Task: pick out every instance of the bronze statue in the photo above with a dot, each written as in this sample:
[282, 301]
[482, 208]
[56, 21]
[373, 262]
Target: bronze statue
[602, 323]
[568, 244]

:::::

Task to complete. Pull out every line of the rows above that contains the word "bronze", and copy each one without changes.

Exercise response.
Task: pick out every instance of the bronze statue in the photo above with a dot, each written as in this sample:
Target: bronze statue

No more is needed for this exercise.